Objective
Extract every line of the material below that contains the word "blossom". The match is case-sensitive.

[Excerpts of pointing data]
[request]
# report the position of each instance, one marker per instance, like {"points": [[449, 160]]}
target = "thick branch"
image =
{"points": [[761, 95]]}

...

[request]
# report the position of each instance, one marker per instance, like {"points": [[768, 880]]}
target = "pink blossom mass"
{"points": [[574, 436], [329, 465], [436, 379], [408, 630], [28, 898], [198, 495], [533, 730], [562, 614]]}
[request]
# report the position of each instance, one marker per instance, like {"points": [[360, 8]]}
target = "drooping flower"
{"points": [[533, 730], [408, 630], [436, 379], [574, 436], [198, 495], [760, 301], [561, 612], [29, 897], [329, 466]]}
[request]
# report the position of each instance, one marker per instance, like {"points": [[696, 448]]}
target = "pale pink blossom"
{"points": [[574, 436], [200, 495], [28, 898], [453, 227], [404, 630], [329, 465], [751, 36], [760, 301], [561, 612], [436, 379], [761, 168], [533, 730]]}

Answer for the task
target = "pink blossom mass"
target = "pale pink blossom"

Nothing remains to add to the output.